(Items excerpted from a collection)
════

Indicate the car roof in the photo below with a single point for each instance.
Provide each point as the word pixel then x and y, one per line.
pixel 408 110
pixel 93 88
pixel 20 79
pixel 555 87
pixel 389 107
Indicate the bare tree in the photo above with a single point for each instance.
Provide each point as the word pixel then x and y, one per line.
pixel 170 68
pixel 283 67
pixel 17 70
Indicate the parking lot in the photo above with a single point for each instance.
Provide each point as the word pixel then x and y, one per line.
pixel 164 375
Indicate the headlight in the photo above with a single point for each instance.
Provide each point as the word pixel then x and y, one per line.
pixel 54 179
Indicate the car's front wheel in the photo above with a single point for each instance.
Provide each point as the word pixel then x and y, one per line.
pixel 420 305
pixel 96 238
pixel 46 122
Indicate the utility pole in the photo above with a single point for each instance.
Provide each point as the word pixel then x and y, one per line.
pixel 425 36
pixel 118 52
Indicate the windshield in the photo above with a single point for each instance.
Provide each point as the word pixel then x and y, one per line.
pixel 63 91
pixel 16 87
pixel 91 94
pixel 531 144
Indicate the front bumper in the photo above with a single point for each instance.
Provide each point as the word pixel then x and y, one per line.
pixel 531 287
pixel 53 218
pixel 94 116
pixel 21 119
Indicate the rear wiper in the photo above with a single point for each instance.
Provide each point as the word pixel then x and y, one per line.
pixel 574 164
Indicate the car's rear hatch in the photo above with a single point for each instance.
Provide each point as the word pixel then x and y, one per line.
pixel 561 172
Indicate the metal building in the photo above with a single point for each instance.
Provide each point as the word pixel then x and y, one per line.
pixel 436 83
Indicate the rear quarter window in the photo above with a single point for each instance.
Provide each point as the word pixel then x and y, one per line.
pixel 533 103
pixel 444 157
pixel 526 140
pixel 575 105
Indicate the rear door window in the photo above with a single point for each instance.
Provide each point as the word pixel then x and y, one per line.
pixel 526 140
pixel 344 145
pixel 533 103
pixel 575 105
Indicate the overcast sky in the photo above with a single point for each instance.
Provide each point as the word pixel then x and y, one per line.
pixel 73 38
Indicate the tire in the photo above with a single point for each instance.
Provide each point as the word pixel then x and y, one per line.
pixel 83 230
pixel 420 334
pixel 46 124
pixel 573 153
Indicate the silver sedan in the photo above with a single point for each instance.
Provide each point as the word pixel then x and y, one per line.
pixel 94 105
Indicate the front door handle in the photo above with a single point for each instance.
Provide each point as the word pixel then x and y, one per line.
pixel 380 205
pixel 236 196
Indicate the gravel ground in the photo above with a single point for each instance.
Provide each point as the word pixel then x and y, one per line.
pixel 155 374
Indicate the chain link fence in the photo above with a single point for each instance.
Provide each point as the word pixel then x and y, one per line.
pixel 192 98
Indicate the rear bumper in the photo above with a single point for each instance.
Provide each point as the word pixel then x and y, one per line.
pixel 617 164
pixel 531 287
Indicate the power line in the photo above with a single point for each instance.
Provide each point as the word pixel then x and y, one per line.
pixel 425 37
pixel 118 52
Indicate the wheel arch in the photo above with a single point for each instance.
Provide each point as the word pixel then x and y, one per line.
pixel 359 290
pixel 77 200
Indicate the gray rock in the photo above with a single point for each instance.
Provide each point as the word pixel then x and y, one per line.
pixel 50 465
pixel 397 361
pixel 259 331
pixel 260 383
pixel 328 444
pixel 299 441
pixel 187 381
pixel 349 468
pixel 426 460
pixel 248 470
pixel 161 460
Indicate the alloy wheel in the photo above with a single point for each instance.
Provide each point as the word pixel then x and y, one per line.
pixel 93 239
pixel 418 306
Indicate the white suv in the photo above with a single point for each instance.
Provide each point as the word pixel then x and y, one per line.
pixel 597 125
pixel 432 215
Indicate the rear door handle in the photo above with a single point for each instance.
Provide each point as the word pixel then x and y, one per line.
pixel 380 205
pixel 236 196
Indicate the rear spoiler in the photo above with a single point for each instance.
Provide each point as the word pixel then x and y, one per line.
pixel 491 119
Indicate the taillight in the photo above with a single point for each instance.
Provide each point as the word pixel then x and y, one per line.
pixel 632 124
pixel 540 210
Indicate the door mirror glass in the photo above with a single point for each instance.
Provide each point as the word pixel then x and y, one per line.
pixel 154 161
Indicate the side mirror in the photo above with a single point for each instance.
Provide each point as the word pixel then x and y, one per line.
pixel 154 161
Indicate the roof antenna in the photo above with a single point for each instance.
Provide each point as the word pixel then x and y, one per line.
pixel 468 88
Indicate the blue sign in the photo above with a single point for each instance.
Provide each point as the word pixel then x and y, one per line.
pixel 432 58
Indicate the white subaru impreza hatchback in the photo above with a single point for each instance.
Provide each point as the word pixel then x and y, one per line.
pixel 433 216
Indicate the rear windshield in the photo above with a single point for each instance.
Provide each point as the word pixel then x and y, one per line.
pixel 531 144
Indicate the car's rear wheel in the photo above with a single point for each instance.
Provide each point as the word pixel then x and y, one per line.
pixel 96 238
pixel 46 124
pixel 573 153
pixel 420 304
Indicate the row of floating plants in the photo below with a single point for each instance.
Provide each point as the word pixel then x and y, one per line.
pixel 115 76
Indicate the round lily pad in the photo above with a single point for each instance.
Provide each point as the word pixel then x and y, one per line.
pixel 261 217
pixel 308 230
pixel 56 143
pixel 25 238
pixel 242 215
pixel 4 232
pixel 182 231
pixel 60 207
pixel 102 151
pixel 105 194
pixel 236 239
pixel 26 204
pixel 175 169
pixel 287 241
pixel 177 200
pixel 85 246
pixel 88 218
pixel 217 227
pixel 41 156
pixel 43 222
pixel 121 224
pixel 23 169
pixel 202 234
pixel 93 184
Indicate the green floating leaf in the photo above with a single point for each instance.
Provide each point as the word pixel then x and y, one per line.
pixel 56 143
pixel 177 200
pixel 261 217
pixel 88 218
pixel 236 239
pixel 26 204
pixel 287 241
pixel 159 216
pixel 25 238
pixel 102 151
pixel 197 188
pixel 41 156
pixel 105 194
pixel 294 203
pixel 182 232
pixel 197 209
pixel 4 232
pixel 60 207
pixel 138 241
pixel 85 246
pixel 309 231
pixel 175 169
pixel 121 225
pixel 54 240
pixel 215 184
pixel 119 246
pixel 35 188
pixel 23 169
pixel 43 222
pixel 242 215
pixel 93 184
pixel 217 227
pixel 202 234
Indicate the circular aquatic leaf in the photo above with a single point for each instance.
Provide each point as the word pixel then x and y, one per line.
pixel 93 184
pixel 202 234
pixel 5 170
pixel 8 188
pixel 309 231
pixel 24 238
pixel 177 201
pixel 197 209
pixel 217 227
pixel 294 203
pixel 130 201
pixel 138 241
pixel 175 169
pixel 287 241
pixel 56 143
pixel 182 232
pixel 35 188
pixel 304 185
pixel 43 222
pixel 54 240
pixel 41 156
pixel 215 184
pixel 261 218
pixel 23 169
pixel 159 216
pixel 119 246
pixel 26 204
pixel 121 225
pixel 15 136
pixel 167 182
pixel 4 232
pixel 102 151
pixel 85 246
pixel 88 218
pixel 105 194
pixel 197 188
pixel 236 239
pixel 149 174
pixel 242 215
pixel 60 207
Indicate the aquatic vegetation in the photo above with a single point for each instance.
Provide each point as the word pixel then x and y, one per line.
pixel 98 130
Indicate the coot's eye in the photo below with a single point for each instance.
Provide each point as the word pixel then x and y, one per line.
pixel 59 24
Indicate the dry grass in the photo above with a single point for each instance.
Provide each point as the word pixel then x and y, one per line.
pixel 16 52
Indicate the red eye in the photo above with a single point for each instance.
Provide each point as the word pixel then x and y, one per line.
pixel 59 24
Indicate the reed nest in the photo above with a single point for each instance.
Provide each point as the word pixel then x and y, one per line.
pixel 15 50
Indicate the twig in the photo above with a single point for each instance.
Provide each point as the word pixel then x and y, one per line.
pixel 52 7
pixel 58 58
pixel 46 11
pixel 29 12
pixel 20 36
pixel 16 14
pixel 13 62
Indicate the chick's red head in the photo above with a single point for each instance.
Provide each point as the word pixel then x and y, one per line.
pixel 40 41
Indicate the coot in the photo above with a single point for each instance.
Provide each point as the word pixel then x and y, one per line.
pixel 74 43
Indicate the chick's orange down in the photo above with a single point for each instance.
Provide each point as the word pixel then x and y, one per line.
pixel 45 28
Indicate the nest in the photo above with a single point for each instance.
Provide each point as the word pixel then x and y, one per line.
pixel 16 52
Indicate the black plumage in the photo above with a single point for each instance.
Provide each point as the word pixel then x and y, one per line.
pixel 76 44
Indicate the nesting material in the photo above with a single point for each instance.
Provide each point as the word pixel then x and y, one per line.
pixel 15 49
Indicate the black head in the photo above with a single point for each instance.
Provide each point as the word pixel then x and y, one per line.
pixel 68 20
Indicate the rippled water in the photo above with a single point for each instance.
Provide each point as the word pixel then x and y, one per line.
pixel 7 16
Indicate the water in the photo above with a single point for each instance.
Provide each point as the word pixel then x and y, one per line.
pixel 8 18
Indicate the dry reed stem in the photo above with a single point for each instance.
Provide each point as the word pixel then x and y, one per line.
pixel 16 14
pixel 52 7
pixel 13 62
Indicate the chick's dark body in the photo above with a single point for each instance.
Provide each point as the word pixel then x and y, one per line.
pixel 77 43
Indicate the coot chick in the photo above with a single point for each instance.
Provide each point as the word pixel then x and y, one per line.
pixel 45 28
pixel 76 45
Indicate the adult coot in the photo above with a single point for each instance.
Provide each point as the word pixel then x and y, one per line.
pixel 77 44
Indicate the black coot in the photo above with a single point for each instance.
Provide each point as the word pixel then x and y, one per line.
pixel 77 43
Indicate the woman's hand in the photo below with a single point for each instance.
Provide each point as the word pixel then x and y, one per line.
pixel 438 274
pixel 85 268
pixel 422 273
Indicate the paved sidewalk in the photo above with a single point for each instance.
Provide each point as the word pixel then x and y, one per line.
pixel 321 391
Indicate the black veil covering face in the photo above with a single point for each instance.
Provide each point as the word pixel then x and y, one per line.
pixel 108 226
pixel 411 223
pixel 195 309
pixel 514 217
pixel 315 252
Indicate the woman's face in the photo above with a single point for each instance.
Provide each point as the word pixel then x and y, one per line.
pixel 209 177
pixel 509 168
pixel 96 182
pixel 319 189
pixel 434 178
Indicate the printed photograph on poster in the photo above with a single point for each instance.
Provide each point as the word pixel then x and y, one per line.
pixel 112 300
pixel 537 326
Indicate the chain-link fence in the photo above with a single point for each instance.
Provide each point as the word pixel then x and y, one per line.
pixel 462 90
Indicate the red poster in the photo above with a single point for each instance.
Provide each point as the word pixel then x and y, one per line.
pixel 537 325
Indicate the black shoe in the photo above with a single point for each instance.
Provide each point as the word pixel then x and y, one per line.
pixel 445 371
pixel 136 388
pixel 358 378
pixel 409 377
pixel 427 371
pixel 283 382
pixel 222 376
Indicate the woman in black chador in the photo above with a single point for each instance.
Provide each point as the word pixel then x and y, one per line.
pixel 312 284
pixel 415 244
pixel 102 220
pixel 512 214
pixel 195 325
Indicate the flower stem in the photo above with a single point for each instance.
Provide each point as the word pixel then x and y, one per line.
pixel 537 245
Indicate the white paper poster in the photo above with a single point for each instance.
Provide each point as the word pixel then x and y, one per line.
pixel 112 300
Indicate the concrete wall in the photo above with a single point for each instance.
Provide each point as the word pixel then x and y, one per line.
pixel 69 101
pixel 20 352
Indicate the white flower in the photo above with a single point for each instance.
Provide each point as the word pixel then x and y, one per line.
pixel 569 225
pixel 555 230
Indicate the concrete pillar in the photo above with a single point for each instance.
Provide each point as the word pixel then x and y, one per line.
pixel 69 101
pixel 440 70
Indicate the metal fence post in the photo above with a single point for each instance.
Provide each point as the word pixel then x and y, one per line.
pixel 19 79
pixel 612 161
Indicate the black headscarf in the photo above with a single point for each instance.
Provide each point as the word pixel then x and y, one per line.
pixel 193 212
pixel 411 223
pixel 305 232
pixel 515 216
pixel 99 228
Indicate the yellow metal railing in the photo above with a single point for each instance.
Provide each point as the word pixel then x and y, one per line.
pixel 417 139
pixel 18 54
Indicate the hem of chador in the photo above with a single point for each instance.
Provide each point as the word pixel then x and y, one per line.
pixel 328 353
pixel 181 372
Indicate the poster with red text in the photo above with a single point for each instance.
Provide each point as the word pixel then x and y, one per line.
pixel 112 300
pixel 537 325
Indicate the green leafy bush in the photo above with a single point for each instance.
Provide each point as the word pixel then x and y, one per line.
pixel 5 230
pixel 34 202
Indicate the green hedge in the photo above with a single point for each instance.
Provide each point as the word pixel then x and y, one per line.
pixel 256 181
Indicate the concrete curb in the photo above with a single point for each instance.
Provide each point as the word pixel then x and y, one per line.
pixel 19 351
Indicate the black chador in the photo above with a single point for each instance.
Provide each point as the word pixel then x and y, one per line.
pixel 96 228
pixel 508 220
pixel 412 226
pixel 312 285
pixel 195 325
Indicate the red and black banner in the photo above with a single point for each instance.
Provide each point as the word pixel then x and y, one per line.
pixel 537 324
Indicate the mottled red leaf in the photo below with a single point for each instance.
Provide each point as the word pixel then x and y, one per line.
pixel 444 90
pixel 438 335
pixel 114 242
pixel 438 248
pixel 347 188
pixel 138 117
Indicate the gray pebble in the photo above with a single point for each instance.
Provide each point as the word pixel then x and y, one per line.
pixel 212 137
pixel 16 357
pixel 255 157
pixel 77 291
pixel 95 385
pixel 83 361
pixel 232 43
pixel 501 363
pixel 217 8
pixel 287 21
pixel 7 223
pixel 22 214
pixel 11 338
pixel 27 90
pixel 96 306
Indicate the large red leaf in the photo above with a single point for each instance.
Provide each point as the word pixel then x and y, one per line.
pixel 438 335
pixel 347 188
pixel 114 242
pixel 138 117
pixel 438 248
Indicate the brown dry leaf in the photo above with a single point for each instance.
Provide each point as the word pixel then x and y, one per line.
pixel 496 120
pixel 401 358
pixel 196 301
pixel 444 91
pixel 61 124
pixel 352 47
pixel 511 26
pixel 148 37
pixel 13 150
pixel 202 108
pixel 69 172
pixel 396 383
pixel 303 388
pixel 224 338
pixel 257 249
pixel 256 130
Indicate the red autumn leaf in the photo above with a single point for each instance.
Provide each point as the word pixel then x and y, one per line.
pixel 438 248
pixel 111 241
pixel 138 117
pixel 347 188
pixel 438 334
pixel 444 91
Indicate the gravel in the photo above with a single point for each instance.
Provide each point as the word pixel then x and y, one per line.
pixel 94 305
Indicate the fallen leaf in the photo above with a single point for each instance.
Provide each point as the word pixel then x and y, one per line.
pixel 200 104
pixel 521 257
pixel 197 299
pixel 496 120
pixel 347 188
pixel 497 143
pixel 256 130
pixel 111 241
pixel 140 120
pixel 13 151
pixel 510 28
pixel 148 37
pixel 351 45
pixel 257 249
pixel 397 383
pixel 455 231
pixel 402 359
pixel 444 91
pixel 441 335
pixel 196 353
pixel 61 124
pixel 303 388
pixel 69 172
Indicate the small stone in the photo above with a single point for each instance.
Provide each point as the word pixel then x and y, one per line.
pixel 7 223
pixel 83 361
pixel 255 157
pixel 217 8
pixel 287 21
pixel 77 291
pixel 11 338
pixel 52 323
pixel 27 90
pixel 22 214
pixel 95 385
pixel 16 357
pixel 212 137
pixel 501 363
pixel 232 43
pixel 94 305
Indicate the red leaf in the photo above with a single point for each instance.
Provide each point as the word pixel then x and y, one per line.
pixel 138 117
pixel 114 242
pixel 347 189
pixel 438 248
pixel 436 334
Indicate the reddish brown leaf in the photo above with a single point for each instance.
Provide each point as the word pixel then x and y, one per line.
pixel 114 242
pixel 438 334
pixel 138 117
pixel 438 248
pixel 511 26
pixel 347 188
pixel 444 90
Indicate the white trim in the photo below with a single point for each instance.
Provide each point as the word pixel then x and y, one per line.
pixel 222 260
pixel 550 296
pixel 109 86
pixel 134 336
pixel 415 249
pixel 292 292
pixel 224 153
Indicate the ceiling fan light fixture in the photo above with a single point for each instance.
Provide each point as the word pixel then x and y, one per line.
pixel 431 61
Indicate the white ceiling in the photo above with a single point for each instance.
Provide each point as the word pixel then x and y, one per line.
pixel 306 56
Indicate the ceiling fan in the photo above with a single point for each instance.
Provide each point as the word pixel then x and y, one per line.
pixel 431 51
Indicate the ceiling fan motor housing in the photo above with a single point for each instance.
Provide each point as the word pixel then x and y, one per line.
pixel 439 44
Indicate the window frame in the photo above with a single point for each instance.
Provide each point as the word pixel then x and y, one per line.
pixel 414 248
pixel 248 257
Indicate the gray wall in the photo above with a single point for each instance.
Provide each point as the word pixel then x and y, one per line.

════

* **Goal of the exercise**:
Rewrite the items from the start through the line containing "pixel 46 122", substituting "headlamp" for "headlight" and leaving everything else unchanged.

* **Response below**:
Indicate the car roof in the photo below with a single point for each instance.
Provide each point as the word pixel then x and y, one per line.
pixel 408 110
pixel 93 88
pixel 20 79
pixel 555 87
pixel 389 107
Indicate the bare tree in the photo above with a single point for each instance.
Provide each point as the word pixel then x and y, one per line.
pixel 170 68
pixel 283 67
pixel 17 70
Indicate the parking lot in the photo above with a single point for each instance.
Provide each point as the word pixel then x and y, one per line.
pixel 164 375
Indicate the headlamp in the photo above with a single point for each instance.
Provide each point as the word pixel then x and y, one per line.
pixel 54 179
Indicate the car's front wheel in the photo above with a single point for each instance.
Provide each point as the word pixel then x and y, one per line.
pixel 420 305
pixel 96 238
pixel 46 122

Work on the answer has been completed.